- **Task requirements**:
From the entries, return every line where the string "grass" shows up.

- **Source data**:

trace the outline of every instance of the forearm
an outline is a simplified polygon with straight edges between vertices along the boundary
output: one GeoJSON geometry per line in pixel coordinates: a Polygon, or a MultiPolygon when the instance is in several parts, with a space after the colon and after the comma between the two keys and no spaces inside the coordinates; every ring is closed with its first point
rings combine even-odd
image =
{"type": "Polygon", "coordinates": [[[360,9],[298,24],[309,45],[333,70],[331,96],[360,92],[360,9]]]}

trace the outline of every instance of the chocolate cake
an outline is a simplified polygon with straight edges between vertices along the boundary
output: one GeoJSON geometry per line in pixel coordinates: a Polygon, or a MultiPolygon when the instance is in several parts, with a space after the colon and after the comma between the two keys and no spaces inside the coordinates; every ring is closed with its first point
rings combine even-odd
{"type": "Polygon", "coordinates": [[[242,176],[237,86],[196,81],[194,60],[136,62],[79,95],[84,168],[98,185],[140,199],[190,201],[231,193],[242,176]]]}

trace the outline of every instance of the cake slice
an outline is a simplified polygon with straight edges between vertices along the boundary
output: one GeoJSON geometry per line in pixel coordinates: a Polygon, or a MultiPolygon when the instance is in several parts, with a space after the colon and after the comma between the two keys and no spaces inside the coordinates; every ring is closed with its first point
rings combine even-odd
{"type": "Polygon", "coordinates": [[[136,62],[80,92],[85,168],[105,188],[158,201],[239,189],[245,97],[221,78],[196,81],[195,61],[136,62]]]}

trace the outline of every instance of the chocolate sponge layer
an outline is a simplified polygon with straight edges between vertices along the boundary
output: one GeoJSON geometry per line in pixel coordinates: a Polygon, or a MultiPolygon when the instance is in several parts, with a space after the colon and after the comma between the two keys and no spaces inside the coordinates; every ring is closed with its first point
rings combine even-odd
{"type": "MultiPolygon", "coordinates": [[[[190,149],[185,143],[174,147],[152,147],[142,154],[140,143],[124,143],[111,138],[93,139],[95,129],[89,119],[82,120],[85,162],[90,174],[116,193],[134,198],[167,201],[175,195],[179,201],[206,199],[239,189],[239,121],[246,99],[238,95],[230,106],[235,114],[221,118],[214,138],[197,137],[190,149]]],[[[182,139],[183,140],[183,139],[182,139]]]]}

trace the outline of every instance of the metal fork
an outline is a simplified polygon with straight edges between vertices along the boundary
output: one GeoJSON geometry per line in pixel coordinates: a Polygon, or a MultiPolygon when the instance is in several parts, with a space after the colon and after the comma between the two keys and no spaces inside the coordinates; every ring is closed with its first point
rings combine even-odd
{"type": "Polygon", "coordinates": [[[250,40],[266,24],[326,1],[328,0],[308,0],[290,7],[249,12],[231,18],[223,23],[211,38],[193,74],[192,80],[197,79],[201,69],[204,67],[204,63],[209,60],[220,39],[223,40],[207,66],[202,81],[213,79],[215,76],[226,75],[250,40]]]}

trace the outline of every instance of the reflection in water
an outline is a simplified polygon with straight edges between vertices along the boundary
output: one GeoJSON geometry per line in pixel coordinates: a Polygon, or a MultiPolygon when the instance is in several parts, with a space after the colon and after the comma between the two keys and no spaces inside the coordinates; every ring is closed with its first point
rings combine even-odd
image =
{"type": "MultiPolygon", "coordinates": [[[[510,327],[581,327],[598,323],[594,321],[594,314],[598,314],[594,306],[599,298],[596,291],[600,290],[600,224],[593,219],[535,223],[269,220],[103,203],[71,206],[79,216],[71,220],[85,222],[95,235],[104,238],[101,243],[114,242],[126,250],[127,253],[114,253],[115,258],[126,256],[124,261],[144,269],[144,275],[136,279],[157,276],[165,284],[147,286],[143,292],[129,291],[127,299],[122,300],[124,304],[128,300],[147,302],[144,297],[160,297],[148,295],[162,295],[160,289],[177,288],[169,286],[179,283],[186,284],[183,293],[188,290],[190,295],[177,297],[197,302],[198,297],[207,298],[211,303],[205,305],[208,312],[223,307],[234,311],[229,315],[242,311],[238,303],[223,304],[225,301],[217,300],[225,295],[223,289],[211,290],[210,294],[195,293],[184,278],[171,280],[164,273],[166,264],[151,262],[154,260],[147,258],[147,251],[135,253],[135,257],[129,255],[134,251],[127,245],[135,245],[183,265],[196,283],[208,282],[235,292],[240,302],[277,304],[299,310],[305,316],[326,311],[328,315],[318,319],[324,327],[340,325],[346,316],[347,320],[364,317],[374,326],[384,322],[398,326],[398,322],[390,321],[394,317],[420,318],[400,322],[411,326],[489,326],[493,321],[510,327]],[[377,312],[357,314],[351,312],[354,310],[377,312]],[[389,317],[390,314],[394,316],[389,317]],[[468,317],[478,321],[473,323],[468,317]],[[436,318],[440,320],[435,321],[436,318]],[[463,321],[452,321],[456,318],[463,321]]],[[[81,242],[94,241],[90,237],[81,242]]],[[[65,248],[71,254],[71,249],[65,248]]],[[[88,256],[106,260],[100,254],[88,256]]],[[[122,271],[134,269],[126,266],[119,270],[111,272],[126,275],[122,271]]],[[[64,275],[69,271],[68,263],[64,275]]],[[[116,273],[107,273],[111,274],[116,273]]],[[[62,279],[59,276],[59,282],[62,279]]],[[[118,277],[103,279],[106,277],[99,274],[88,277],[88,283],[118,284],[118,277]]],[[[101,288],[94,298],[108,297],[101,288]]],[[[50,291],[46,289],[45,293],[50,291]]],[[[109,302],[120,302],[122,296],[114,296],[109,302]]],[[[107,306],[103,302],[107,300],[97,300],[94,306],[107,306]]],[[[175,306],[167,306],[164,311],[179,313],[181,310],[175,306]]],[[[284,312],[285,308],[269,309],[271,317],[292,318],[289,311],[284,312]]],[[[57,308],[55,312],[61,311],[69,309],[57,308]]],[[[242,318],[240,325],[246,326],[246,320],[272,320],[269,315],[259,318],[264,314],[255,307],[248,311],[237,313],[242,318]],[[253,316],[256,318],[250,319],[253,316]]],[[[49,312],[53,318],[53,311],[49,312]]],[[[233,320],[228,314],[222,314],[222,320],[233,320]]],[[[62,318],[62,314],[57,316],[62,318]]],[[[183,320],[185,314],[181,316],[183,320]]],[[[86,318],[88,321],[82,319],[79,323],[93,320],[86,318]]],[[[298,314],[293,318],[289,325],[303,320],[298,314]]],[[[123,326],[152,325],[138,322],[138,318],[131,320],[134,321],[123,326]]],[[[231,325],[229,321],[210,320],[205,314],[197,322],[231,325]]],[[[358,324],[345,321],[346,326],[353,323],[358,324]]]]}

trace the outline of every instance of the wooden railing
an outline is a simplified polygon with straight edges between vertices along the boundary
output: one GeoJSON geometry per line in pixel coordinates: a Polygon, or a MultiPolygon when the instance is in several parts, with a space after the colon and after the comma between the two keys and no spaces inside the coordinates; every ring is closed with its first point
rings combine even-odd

==

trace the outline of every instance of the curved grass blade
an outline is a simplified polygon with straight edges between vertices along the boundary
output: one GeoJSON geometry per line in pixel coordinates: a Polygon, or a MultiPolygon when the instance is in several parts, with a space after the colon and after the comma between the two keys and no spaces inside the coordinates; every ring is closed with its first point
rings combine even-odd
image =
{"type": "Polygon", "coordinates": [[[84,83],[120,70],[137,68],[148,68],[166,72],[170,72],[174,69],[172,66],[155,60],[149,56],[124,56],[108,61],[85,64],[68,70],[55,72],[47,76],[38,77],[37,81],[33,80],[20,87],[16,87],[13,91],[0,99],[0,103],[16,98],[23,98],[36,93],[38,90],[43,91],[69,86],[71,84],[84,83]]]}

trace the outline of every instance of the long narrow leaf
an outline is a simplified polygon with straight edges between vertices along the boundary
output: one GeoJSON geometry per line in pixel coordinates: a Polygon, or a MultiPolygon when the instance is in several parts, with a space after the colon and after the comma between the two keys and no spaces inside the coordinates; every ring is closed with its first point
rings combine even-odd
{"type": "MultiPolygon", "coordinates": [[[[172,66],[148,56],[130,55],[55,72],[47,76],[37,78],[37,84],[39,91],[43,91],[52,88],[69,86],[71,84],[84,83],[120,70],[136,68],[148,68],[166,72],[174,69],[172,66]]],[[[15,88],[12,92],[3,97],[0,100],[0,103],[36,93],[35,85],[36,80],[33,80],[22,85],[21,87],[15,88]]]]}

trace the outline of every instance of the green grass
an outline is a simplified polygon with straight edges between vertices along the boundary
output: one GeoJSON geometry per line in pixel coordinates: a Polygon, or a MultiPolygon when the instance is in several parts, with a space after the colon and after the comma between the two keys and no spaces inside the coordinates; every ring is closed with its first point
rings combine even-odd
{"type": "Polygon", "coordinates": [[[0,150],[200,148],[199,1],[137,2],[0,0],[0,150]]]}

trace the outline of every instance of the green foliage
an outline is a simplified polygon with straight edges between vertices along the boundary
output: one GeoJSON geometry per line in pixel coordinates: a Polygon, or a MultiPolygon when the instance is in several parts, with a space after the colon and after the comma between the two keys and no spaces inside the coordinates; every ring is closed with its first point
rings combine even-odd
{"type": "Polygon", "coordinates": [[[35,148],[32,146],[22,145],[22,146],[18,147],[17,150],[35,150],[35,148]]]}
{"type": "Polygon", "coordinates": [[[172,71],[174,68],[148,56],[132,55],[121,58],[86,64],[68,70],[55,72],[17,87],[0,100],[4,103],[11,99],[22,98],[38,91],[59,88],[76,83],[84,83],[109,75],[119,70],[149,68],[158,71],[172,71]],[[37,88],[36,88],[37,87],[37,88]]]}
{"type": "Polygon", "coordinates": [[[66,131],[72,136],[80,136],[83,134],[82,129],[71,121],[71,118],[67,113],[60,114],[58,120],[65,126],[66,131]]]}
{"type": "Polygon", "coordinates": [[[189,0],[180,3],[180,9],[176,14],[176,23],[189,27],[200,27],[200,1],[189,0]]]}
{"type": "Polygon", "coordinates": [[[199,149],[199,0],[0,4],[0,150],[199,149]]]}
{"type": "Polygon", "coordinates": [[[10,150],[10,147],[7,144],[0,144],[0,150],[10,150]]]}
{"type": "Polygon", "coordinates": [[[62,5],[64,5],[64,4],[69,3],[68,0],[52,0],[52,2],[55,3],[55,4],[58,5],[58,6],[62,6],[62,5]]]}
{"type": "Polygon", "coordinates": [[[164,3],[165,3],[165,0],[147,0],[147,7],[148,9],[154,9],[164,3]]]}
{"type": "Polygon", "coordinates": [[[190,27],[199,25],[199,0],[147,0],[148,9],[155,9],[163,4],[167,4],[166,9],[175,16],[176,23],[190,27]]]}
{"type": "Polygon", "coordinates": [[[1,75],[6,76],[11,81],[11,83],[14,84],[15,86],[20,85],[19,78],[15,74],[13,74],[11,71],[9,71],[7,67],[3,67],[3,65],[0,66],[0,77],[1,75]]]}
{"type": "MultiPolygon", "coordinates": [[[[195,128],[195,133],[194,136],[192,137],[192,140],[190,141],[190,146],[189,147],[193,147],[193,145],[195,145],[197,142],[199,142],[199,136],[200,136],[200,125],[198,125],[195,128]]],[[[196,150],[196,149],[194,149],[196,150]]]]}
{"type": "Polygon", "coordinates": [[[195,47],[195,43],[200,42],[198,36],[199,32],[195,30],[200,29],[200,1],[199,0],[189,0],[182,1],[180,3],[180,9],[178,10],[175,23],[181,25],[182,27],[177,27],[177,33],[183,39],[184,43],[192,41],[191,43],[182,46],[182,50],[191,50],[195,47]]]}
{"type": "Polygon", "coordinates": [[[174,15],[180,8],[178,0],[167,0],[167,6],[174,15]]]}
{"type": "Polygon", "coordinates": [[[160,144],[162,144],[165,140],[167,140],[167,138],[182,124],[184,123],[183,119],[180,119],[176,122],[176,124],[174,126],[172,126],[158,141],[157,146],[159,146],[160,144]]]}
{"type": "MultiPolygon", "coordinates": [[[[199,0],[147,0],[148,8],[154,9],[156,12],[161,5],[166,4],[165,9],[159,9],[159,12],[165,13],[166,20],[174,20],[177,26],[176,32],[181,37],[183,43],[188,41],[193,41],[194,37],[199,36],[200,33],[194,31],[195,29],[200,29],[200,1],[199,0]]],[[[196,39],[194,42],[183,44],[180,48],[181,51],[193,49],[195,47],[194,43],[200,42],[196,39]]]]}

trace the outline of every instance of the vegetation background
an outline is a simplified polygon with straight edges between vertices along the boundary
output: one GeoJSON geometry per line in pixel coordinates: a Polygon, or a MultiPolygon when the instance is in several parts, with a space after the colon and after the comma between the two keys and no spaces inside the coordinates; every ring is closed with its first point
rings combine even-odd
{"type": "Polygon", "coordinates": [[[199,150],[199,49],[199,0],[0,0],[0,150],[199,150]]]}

--

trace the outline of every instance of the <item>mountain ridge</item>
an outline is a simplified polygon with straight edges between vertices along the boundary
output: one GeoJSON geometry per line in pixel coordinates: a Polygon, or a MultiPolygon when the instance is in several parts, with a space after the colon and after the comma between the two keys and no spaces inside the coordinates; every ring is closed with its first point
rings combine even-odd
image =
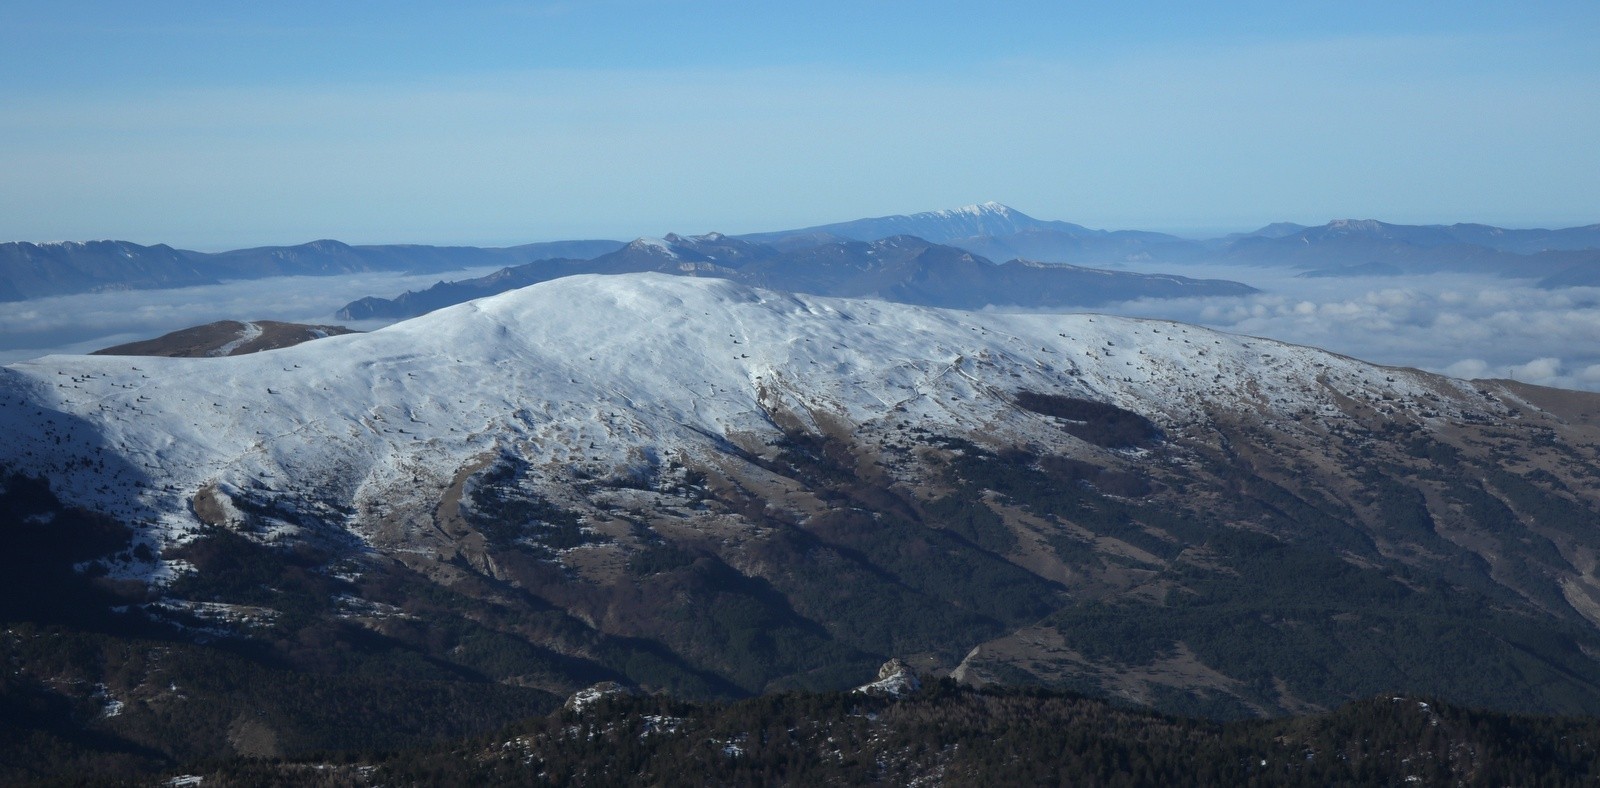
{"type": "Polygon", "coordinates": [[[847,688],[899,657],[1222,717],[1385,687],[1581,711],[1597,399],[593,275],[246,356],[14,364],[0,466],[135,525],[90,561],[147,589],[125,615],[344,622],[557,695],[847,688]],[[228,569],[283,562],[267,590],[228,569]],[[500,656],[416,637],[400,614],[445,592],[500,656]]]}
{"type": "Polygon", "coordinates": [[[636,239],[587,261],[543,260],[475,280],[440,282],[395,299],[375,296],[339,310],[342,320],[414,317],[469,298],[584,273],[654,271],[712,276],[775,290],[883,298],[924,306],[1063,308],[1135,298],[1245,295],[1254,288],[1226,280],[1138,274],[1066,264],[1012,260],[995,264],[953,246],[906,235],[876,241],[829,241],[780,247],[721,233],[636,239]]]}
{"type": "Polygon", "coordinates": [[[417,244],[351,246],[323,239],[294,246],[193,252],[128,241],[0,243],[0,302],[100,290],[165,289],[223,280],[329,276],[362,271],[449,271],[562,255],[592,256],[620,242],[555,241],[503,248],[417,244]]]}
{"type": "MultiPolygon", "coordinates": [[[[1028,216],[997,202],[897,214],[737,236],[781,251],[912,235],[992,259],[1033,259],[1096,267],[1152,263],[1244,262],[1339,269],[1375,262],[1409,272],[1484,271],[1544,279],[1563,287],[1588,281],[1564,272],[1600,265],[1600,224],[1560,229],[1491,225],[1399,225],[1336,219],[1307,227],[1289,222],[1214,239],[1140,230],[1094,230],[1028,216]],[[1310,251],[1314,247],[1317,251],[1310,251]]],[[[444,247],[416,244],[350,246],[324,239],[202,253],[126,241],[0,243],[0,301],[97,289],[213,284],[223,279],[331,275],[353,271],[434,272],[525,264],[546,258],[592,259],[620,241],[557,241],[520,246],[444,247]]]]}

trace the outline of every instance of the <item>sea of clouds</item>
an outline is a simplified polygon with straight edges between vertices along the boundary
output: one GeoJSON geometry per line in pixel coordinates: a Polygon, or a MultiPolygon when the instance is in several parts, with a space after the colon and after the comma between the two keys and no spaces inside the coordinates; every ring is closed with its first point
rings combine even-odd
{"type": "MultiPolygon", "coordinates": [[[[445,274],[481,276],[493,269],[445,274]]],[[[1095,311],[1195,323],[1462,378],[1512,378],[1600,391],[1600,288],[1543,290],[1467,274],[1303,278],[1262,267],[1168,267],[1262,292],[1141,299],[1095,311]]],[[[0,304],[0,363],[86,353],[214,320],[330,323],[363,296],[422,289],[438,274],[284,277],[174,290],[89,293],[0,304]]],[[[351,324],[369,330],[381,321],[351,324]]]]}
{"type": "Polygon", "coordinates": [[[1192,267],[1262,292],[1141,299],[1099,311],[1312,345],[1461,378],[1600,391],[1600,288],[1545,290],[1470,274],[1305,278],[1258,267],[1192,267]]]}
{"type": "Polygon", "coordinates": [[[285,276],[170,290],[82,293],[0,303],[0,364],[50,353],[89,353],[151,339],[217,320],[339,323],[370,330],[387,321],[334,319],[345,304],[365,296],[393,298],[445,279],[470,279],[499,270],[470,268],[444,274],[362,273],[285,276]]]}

- **Result of the task**:
trace the outline of every instance of the curved grass blade
trace the outline of every instance of the green grass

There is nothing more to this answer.